▶ [What needs to be done]
Without changing a single word, output each entry.

╭──

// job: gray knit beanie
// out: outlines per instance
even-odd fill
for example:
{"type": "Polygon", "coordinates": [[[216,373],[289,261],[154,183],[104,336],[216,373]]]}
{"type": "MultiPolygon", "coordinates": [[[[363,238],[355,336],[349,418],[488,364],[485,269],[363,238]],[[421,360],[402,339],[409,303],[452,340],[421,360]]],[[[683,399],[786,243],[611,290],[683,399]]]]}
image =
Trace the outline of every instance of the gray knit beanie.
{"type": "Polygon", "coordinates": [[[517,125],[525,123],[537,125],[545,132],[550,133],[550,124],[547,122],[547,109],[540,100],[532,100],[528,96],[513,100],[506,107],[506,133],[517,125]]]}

╰──

▶ [Result]
// job: gray knit beanie
// out: outlines per instance
even-odd fill
for example:
{"type": "Polygon", "coordinates": [[[216,373],[289,261],[154,183],[104,336],[216,373]]]}
{"type": "MultiPolygon", "coordinates": [[[[363,238],[355,336],[349,418],[488,364],[485,269],[363,238]],[[421,360],[402,339],[409,303],[452,340],[421,360]]],[[[683,399],[786,243],[611,290],[683,399]]]]}
image =
Trace the outline of every instance of the gray knit beanie.
{"type": "Polygon", "coordinates": [[[517,125],[525,123],[537,125],[545,132],[550,133],[550,124],[547,122],[547,109],[540,100],[532,100],[528,96],[513,100],[506,107],[506,133],[517,125]]]}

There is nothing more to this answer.